[Saved entries]
BEGIN

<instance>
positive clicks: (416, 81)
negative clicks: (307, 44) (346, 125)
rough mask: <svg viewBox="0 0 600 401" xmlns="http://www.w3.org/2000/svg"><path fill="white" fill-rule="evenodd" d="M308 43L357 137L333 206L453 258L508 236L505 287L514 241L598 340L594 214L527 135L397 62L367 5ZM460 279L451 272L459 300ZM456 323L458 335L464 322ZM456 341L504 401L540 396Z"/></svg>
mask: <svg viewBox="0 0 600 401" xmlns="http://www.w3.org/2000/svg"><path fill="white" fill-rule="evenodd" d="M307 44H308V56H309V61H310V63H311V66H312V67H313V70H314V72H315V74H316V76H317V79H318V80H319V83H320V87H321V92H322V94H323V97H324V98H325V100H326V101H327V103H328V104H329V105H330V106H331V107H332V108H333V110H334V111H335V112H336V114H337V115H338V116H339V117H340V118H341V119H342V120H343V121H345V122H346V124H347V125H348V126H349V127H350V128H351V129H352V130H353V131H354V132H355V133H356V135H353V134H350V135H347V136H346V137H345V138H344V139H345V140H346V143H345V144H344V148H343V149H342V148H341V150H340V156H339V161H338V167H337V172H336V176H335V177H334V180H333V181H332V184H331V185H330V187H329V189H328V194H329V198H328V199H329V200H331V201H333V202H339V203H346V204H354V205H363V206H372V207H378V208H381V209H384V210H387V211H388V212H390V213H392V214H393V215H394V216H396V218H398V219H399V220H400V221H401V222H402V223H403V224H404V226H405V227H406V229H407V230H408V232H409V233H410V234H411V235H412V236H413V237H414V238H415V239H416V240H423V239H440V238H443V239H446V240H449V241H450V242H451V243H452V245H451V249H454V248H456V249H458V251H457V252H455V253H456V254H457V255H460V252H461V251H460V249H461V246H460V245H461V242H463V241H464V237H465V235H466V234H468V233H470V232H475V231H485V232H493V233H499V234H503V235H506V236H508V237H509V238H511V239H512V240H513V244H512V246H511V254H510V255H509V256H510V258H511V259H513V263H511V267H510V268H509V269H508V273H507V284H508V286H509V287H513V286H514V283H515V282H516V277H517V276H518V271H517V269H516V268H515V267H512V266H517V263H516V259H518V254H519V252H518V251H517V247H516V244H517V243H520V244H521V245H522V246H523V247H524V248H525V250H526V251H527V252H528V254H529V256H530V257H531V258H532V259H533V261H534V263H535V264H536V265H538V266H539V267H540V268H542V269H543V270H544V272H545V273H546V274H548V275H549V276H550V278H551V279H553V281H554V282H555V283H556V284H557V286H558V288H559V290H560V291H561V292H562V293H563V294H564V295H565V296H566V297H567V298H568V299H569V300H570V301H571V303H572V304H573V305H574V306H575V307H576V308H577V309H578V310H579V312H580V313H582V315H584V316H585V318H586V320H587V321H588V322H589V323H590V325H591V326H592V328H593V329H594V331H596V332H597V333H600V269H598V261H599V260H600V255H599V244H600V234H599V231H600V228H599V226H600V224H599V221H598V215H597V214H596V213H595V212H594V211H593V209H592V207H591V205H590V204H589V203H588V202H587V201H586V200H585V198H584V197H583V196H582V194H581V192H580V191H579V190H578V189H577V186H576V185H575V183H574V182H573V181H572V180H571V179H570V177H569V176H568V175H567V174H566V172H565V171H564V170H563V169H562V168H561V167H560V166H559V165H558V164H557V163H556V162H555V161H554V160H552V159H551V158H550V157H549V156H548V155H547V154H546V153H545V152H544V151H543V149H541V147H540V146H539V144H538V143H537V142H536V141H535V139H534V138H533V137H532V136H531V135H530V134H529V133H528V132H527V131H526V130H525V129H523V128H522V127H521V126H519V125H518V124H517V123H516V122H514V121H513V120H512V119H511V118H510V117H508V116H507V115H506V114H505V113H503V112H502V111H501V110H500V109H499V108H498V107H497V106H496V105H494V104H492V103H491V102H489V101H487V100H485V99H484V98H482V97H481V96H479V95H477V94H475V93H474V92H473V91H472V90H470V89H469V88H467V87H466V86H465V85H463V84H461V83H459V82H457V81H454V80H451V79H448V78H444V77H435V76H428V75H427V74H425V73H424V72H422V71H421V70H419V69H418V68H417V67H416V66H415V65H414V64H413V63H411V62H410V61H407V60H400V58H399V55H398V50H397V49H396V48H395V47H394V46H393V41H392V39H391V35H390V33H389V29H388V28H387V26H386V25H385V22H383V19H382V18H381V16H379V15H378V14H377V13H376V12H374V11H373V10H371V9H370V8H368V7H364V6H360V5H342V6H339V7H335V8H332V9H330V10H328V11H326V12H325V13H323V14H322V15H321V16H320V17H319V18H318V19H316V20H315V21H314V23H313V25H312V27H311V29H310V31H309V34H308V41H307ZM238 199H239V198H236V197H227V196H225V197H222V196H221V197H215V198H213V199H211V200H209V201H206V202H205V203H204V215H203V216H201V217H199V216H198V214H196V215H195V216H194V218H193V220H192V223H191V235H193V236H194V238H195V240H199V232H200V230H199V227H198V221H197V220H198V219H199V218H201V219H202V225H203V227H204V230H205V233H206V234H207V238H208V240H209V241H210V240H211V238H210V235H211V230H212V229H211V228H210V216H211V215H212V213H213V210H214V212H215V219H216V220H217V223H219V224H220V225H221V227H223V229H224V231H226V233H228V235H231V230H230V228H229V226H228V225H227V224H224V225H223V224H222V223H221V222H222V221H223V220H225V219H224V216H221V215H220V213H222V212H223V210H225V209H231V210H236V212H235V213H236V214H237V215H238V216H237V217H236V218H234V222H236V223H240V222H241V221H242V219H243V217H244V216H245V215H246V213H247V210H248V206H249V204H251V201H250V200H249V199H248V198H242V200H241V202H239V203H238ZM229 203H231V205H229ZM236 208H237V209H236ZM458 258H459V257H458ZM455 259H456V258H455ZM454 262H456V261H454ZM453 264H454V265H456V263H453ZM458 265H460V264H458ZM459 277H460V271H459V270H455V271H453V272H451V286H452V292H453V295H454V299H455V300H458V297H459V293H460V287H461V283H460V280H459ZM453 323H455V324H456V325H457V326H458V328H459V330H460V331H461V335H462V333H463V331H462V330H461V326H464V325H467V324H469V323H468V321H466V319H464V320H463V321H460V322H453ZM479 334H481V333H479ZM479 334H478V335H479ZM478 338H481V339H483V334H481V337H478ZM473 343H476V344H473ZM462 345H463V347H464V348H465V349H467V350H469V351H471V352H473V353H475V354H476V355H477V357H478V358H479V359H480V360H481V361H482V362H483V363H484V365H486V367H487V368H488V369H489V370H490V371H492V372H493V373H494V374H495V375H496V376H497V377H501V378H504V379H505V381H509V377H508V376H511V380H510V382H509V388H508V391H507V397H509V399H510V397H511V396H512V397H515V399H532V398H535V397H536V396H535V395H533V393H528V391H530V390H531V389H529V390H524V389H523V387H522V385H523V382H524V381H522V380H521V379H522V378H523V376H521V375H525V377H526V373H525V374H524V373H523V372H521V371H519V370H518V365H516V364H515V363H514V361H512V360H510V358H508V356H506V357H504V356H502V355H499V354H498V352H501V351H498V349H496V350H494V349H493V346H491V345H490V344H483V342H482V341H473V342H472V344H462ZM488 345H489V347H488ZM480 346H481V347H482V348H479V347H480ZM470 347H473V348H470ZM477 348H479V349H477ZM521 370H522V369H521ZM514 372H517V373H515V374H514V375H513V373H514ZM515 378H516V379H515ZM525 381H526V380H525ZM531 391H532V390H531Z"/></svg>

END

All of the records above should be transcribed exactly.

<instance>
positive clicks: (416, 81)
negative clicks: (307, 44) (346, 125)
rough mask: <svg viewBox="0 0 600 401" xmlns="http://www.w3.org/2000/svg"><path fill="white" fill-rule="evenodd" d="M308 43L357 137L333 206L453 258L508 236L505 287L514 241L598 340L594 214L527 135L397 62L367 5ZM460 279L451 272L459 300ZM456 323L458 335L464 322ZM456 341L504 401L540 396Z"/></svg>
mask: <svg viewBox="0 0 600 401" xmlns="http://www.w3.org/2000/svg"><path fill="white" fill-rule="evenodd" d="M307 44H308V56H309V61H310V63H311V66H312V67H313V70H314V72H315V74H316V76H317V79H318V80H319V83H320V87H321V92H322V94H323V97H324V98H325V100H326V101H327V103H328V104H329V105H330V106H331V107H332V108H333V110H334V111H335V112H336V114H337V115H338V116H339V117H340V118H341V119H342V120H343V121H345V122H346V124H347V125H348V126H349V127H350V128H351V129H352V130H353V131H354V132H355V133H356V135H353V134H350V135H347V136H346V137H345V138H344V139H345V140H346V143H345V144H344V148H343V149H342V148H341V150H340V156H339V161H338V167H337V172H336V176H335V177H334V180H333V181H332V184H331V185H330V187H329V189H328V194H329V198H328V199H329V200H331V201H333V202H339V203H346V204H354V205H363V206H372V207H378V208H381V209H384V210H387V211H388V212H390V213H392V214H393V215H394V216H396V218H398V219H399V220H400V221H401V222H402V223H403V224H404V226H405V227H406V229H407V230H408V232H409V233H410V234H411V235H412V236H413V237H414V238H415V239H416V240H423V239H440V238H443V239H446V240H449V241H450V242H451V243H452V245H451V249H454V248H456V249H458V251H457V252H455V253H456V254H457V255H460V252H461V251H460V249H461V246H460V245H461V242H463V241H464V237H465V235H466V234H468V233H470V232H475V231H485V232H493V233H499V234H503V235H506V236H508V237H509V238H511V239H512V240H513V244H512V246H511V254H510V255H509V256H510V258H511V259H513V263H511V267H510V268H509V269H508V273H507V284H508V286H509V287H513V286H514V283H515V282H516V277H517V276H518V271H517V269H516V268H515V267H512V266H517V263H516V259H518V254H519V252H518V251H517V247H516V244H517V243H520V244H521V245H522V246H523V247H524V248H525V250H526V251H527V252H528V254H529V256H530V257H531V258H532V259H533V261H534V263H535V264H536V265H538V266H539V267H540V268H542V269H543V270H544V272H545V273H546V274H548V275H549V276H550V278H551V279H553V281H554V282H555V283H556V284H557V286H558V288H559V290H560V291H561V292H562V293H563V294H564V295H565V296H566V297H567V298H568V299H569V300H570V301H571V303H572V304H573V305H574V306H575V307H576V308H577V309H578V310H579V312H580V313H582V315H584V316H585V318H586V320H587V321H588V322H589V323H590V325H591V326H592V328H593V329H594V331H596V332H597V333H600V269H598V261H599V260H600V255H599V244H600V234H599V231H600V228H599V226H600V224H599V221H598V215H597V214H596V213H595V212H594V211H593V209H592V207H591V205H590V204H589V203H588V202H587V201H586V200H585V198H584V197H583V196H582V194H581V192H580V191H579V190H578V189H577V186H576V185H575V183H574V182H573V181H572V180H571V179H570V177H569V176H568V175H567V174H566V172H565V171H564V170H563V169H562V168H561V167H560V166H559V165H558V164H557V163H556V162H555V161H554V160H552V159H551V158H550V157H549V156H548V155H547V154H546V153H545V152H544V151H543V149H541V147H540V146H539V144H538V143H537V142H536V141H535V139H534V138H533V137H532V136H531V135H530V134H529V133H528V132H527V131H526V130H525V129H523V128H522V127H521V126H519V125H518V124H517V123H516V122H514V121H513V120H512V119H511V118H510V117H508V116H507V115H506V114H505V113H503V112H502V111H501V110H500V109H499V108H498V107H497V106H496V105H494V104H492V103H491V102H489V101H487V100H485V99H484V98H482V97H481V96H479V95H477V94H475V93H474V92H473V91H472V90H470V89H469V88H467V87H466V86H465V85H463V84H461V83H459V82H457V81H454V80H451V79H448V78H444V77H435V76H428V75H427V74H425V73H424V72H422V71H421V70H419V69H418V68H417V67H416V66H415V65H414V64H413V63H411V62H410V61H407V60H400V58H399V55H398V50H397V49H396V48H395V47H394V46H393V41H392V39H391V35H390V33H389V29H388V28H387V26H386V25H385V22H383V19H382V18H381V16H379V15H378V14H377V13H376V12H374V11H373V10H371V9H370V8H368V7H364V6H360V5H342V6H339V7H335V8H332V9H330V10H328V11H326V12H325V13H323V14H322V15H321V16H320V17H319V18H318V19H316V20H315V21H314V23H313V25H312V27H311V29H310V31H309V34H308V41H307ZM238 199H239V198H236V197H227V196H225V197H222V196H221V197H215V198H213V199H211V200H209V201H206V202H205V203H204V215H203V216H201V217H199V216H198V214H196V215H195V216H194V218H193V220H192V223H191V235H193V236H194V238H195V240H199V232H200V230H199V227H198V221H197V220H198V219H199V218H201V219H202V225H203V227H204V230H205V233H206V234H207V238H208V240H209V241H210V240H211V238H210V235H211V230H212V229H211V228H210V216H211V215H212V213H213V210H214V212H215V219H216V220H217V223H219V224H220V225H221V227H223V229H224V231H226V233H228V235H231V230H230V228H229V226H228V225H227V224H224V225H223V224H222V223H221V222H222V221H223V220H225V219H224V216H221V215H220V213H222V212H223V210H225V209H231V210H236V212H235V213H236V214H237V215H238V216H237V217H236V218H234V222H236V223H240V222H241V221H242V219H243V217H244V216H245V215H246V213H247V210H248V206H249V204H251V201H250V200H249V199H248V198H242V200H241V202H239V203H238ZM229 203H231V205H229ZM236 208H237V209H236ZM458 258H459V257H458ZM455 259H456V258H455ZM454 262H456V261H454ZM453 264H454V265H456V263H453ZM458 265H460V264H458ZM459 277H460V271H459V270H455V271H453V272H451V286H452V292H453V295H454V299H455V300H458V297H459V293H460V287H461V283H460V280H459ZM453 323H455V324H456V325H457V326H458V328H459V330H460V331H461V335H462V333H463V331H462V330H461V326H464V325H467V324H469V323H468V321H466V319H464V320H463V321H460V322H453ZM479 334H481V333H479ZM479 334H478V335H479ZM478 338H481V339H483V334H481V337H478ZM473 343H476V344H473ZM462 345H463V347H464V348H465V349H467V350H469V351H471V352H473V353H475V354H476V355H477V357H478V358H479V359H480V360H481V361H482V362H483V363H484V365H486V367H487V368H488V369H489V370H490V371H492V372H493V373H494V374H495V375H496V376H497V377H501V378H504V379H505V381H509V377H508V376H511V380H510V382H509V388H508V391H507V397H509V399H510V397H511V396H512V397H515V399H532V398H535V397H536V396H535V395H533V393H528V391H530V390H531V389H529V390H524V389H523V387H522V385H523V382H524V381H522V380H521V379H522V378H523V376H521V375H525V377H526V373H525V374H524V373H523V372H521V371H519V370H518V365H516V364H515V363H514V361H512V360H510V358H508V356H506V357H504V356H502V355H499V354H498V352H501V351H498V349H496V350H494V349H493V346H491V345H490V344H483V342H482V341H473V342H472V344H462ZM488 345H489V347H488ZM480 346H481V347H482V348H479V347H480ZM470 347H473V348H470ZM477 348H479V349H477ZM521 370H522V369H521ZM514 372H517V373H515V374H514V375H513V373H514ZM515 378H516V379H515ZM525 381H526V380H525ZM531 391H532V390H531Z"/></svg>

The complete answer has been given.